Measuring Intelligence

Early Approaches to Intelligence Testing

Binet and Simon wrote the first IQ test to measure a student's ability to think and reason rather than to acquire knowledge.

In the early 20th century, the French government hired French psychologist Alfred Binet to identify students who might need extra assistance in school. Binet worked with French psychologist Théodore Simon to explore ways to assess a student's learning ability. Instead of writing an achievement test, which measures the skills and knowledge acquired during school, they wanted to test innate attention, memory, and problem-solving skills.

Binet and Simon created the first intelligence test, called the Binet-Simon Scale. A heavily revised version remains a popular assessment tool today. An intelligence test is intended to measure the ability to think and reason rather than measuring accumulated knowledge. Their test provided information about a person's mental age, an expression of cognitive ability in terms of the age at which a typical person reaches that level of mental capacity. For example, a six-year-old who performs as well as the average nine-year-old would have a mental age of nine. A 30-year-old with developmental disabilities could also have a mental age of nine.

= = = = = = =

- Your goal: Please copy out the full text on measuring intelligence, word for word.

= = = = = = =

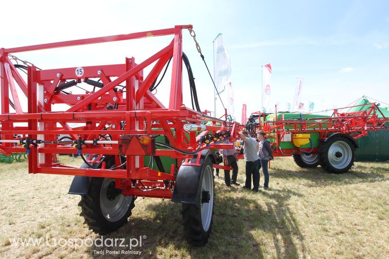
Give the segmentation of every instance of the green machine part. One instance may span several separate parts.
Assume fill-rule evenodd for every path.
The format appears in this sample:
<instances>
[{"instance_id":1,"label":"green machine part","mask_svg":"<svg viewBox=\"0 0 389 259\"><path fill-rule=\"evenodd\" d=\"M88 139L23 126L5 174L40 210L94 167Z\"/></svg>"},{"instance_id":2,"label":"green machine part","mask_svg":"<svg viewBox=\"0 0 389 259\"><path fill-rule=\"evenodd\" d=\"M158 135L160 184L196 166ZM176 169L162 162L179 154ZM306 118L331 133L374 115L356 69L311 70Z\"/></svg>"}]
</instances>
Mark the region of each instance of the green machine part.
<instances>
[{"instance_id":1,"label":"green machine part","mask_svg":"<svg viewBox=\"0 0 389 259\"><path fill-rule=\"evenodd\" d=\"M289 112L285 112L285 113L277 113L277 120L283 120L283 121L299 121L301 120L301 118L303 119L315 119L315 120L312 120L311 121L313 122L321 122L322 119L322 120L325 120L326 118L329 118L329 116L325 116L325 115L318 115L316 114L303 114L300 113L289 113ZM266 121L274 121L274 119L275 118L275 114L269 114L266 116L265 119ZM298 124L299 126L299 124ZM322 124L322 127L327 127L327 125L326 124ZM314 125L313 126L308 126L307 128L309 129L311 128L318 128L318 125ZM294 129L294 127L292 126L286 126L285 127L285 129ZM318 132L312 132L309 133L310 135L310 138L312 142L312 144L313 145L314 148L318 148L319 146L320 145L320 134ZM267 138L267 139L272 143L275 143L275 138L274 136L274 134L270 134L270 136ZM280 147L282 149L293 149L295 147L295 146L293 144L293 140L288 141L280 141ZM301 148L311 148L312 147L311 143L308 143L305 145L303 145L300 147Z\"/></svg>"},{"instance_id":2,"label":"green machine part","mask_svg":"<svg viewBox=\"0 0 389 259\"><path fill-rule=\"evenodd\" d=\"M212 122L211 121L208 121L206 124L206 125L208 125L208 126L211 125L212 124ZM216 123L216 126L221 126L222 124L220 123L217 122L217 123ZM162 129L162 129L162 128L153 128L153 130L162 130ZM172 128L171 129L172 130L172 133L173 134L173 135L174 135L174 134L175 134L174 128ZM199 134L200 134L200 132L196 132L196 135L198 135ZM188 137L188 138L189 138L189 137L189 137L189 134L188 134L188 133L185 133L185 135L186 135L186 137ZM164 136L155 136L154 137L155 137L155 140L156 141L163 142L164 143L166 143L166 140ZM157 146L157 150L166 150L166 149L169 149L168 148L166 148L166 147L160 147L160 146ZM214 151L217 151L217 150L215 150ZM164 170L165 173L170 173L170 169L171 169L171 165L172 164L173 164L173 165L175 165L176 164L176 159L174 159L174 158L172 158L170 156L160 156L160 159L161 159L161 162L162 162L162 164L163 166L163 170ZM145 165L148 165L149 163L150 163L150 156L144 156L144 160L143 160L144 164ZM157 166L157 163L156 162L156 161L155 161L155 158L154 158L153 160L154 161L152 161L150 165L150 167L151 167L152 165L153 166L152 167L151 167L151 168L152 169L154 170L157 170L157 171L161 171L161 170L160 170L160 169L158 168L158 166ZM154 164L153 164L153 162L154 162Z\"/></svg>"}]
</instances>

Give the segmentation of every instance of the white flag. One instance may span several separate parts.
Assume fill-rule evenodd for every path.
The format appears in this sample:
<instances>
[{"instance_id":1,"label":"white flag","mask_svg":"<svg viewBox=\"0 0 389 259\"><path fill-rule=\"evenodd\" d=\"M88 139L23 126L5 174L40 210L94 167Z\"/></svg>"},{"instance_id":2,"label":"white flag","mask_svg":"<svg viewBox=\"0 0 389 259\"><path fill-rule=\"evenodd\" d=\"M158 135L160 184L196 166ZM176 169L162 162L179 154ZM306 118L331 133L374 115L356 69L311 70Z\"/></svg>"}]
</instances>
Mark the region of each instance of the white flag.
<instances>
[{"instance_id":1,"label":"white flag","mask_svg":"<svg viewBox=\"0 0 389 259\"><path fill-rule=\"evenodd\" d=\"M220 93L226 89L231 72L230 55L223 41L221 34L219 34L213 41L213 58L215 85Z\"/></svg>"},{"instance_id":2,"label":"white flag","mask_svg":"<svg viewBox=\"0 0 389 259\"><path fill-rule=\"evenodd\" d=\"M235 120L235 107L234 106L234 91L231 82L228 83L227 88L228 93L228 114L231 115L232 120Z\"/></svg>"},{"instance_id":3,"label":"white flag","mask_svg":"<svg viewBox=\"0 0 389 259\"><path fill-rule=\"evenodd\" d=\"M271 86L270 78L271 77L271 66L269 63L262 67L262 87L264 92L262 93L264 103L263 110L264 112L271 112Z\"/></svg>"},{"instance_id":4,"label":"white flag","mask_svg":"<svg viewBox=\"0 0 389 259\"><path fill-rule=\"evenodd\" d=\"M293 98L293 105L291 111L297 111L297 109L300 109L300 97L301 97L301 89L302 87L302 82L304 81L303 78L297 78L297 84L296 85L296 88L295 89L295 96Z\"/></svg>"},{"instance_id":5,"label":"white flag","mask_svg":"<svg viewBox=\"0 0 389 259\"><path fill-rule=\"evenodd\" d=\"M309 105L309 112L312 112L313 111L314 108L315 107L315 103L312 101L310 101Z\"/></svg>"}]
</instances>

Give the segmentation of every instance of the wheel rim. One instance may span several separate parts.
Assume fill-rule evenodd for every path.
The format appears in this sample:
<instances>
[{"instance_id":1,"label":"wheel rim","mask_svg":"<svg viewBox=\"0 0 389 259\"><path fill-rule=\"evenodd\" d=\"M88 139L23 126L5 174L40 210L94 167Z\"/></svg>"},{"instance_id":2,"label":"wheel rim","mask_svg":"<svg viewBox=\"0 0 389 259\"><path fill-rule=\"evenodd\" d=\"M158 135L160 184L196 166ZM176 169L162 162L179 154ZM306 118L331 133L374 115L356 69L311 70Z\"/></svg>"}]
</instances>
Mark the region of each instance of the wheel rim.
<instances>
[{"instance_id":1,"label":"wheel rim","mask_svg":"<svg viewBox=\"0 0 389 259\"><path fill-rule=\"evenodd\" d=\"M351 148L344 141L334 142L328 150L328 160L336 169L343 169L350 164L352 159Z\"/></svg>"},{"instance_id":2,"label":"wheel rim","mask_svg":"<svg viewBox=\"0 0 389 259\"><path fill-rule=\"evenodd\" d=\"M100 190L100 208L106 220L115 222L122 219L125 214L133 197L120 194L112 199L112 195L108 193L108 190L110 191L112 182L114 183L115 181L109 178L104 178Z\"/></svg>"},{"instance_id":3,"label":"wheel rim","mask_svg":"<svg viewBox=\"0 0 389 259\"><path fill-rule=\"evenodd\" d=\"M201 190L202 193L209 192L210 199L209 202L201 202L200 211L201 213L201 222L203 229L205 231L208 231L211 225L212 219L212 210L213 207L213 175L211 166L207 166L205 168L203 176ZM203 200L202 197L201 201Z\"/></svg>"},{"instance_id":4,"label":"wheel rim","mask_svg":"<svg viewBox=\"0 0 389 259\"><path fill-rule=\"evenodd\" d=\"M317 154L301 153L301 159L307 164L313 164L318 160L318 156Z\"/></svg>"}]
</instances>

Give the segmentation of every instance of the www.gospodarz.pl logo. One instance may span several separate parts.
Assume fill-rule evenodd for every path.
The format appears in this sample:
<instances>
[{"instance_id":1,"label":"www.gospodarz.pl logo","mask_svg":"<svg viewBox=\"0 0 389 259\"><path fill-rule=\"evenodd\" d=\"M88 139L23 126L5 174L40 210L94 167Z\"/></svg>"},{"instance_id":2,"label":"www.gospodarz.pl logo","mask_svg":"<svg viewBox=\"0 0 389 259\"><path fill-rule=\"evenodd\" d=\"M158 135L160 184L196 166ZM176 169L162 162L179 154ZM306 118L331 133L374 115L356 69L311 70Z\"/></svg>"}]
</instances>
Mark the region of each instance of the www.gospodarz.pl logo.
<instances>
[{"instance_id":1,"label":"www.gospodarz.pl logo","mask_svg":"<svg viewBox=\"0 0 389 259\"><path fill-rule=\"evenodd\" d=\"M135 248L140 248L142 246L142 241L145 239L146 236L139 236L139 238L130 238L126 241L125 238L104 238L102 236L94 240L90 238L85 239L81 238L70 238L66 239L64 238L57 239L55 237L52 237L50 233L46 234L44 239L43 238L28 239L9 239L11 243L11 245L13 246L47 246L49 247L73 247L77 248L83 246L91 247L94 246L95 248L100 248L103 247L116 247L119 248L125 248L128 250L123 250L124 252L131 252ZM94 250L94 253L96 254L110 253L109 252L115 252L116 251L110 251L109 250ZM132 251L139 252L139 251ZM125 254L140 254L135 253L127 253Z\"/></svg>"}]
</instances>

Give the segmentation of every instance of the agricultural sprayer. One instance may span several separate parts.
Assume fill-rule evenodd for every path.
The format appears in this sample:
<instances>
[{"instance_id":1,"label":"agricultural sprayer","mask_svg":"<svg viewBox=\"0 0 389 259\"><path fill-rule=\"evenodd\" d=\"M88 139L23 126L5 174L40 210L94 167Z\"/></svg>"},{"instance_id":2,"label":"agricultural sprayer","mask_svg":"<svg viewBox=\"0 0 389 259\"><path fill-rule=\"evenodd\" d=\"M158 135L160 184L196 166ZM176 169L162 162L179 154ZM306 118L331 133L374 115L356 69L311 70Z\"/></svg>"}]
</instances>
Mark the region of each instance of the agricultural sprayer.
<instances>
[{"instance_id":1,"label":"agricultural sprayer","mask_svg":"<svg viewBox=\"0 0 389 259\"><path fill-rule=\"evenodd\" d=\"M355 109L360 110L351 111ZM292 156L301 167L320 165L328 173L340 173L354 164L358 147L355 139L369 131L387 129L388 122L379 105L371 103L335 109L331 116L257 112L246 127L252 136L265 131L275 156Z\"/></svg>"},{"instance_id":2,"label":"agricultural sprayer","mask_svg":"<svg viewBox=\"0 0 389 259\"><path fill-rule=\"evenodd\" d=\"M233 140L239 126L227 114L218 119L200 109L190 64L182 52L183 30L189 30L195 40L192 25L182 25L0 50L0 151L27 154L31 173L74 175L69 193L81 196L80 215L96 233L117 229L127 221L137 198L153 197L182 204L189 242L202 245L208 242L214 204L213 168L230 168L215 164L212 150L233 148L219 140L227 135ZM131 57L116 65L77 64L45 70L14 55L167 35L173 36L170 44L140 63ZM24 65L14 64L18 61ZM152 92L169 63L170 97L168 104L163 104ZM186 91L190 91L192 109L183 104L183 64L190 81ZM144 74L148 67L151 70ZM71 88L80 84L88 88L72 93ZM27 97L26 112L18 91ZM53 111L56 106L66 108ZM64 135L68 137L59 137ZM79 168L52 162L57 154L77 154L84 164Z\"/></svg>"}]
</instances>

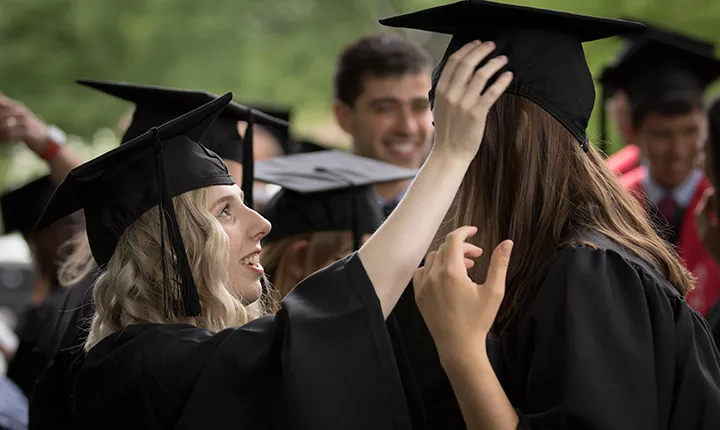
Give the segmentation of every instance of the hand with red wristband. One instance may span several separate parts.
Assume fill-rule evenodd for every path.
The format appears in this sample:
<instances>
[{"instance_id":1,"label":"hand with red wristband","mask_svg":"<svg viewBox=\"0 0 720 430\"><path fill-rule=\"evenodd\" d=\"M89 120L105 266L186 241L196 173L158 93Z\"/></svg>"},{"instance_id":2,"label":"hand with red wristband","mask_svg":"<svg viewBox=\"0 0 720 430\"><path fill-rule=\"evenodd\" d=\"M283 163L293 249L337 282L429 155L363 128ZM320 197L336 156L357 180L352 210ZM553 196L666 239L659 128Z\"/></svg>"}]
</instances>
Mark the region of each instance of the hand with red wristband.
<instances>
[{"instance_id":1,"label":"hand with red wristband","mask_svg":"<svg viewBox=\"0 0 720 430\"><path fill-rule=\"evenodd\" d=\"M65 144L65 134L47 126L30 109L0 93L0 143L19 141L40 158L51 161Z\"/></svg>"}]
</instances>

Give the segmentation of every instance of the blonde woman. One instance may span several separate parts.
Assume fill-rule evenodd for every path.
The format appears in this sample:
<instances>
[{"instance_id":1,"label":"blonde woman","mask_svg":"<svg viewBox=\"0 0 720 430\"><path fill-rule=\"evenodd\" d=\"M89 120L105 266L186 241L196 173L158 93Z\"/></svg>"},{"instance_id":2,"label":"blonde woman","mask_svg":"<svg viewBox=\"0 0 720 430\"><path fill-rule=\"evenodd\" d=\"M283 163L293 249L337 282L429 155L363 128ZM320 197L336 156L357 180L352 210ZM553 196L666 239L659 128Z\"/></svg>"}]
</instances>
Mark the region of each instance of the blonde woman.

= = = = = = =

- Exercise answer:
Measuring Intelligence

Early Approaches to Intelligence Testing

Binet and Simon wrote the first IQ test to measure a student's ability to think and reason rather than to acquire knowledge.

In the early 20th century, the French government hired French psychologist Alfred Binet to identify students who might need extra assistance in school. Binet worked with French psychologist Théodore Simon to explore ways to assess a student's learning ability. Instead of writing an achievement test, which measures the skills and knowledge acquired during school, they wanted to test innate attention, memory, and problem-solving skills.

Binet and Simon created the first intelligence test, called the Binet-Simon Scale. A heavily revised version remains a popular assessment tool today. An intelligence test is intended to measure the ability to think and reason rather than measuring accumulated knowledge. Their test provided information about a person's mental age, an expression of cognitive ability in terms of the age at which a typical person reaches that level of mental capacity. For example, a six-year-old who performs as well as the average nine-year-old would have a mental age of nine. A 30-year-old with developmental disabilities could also have a mental age of nine.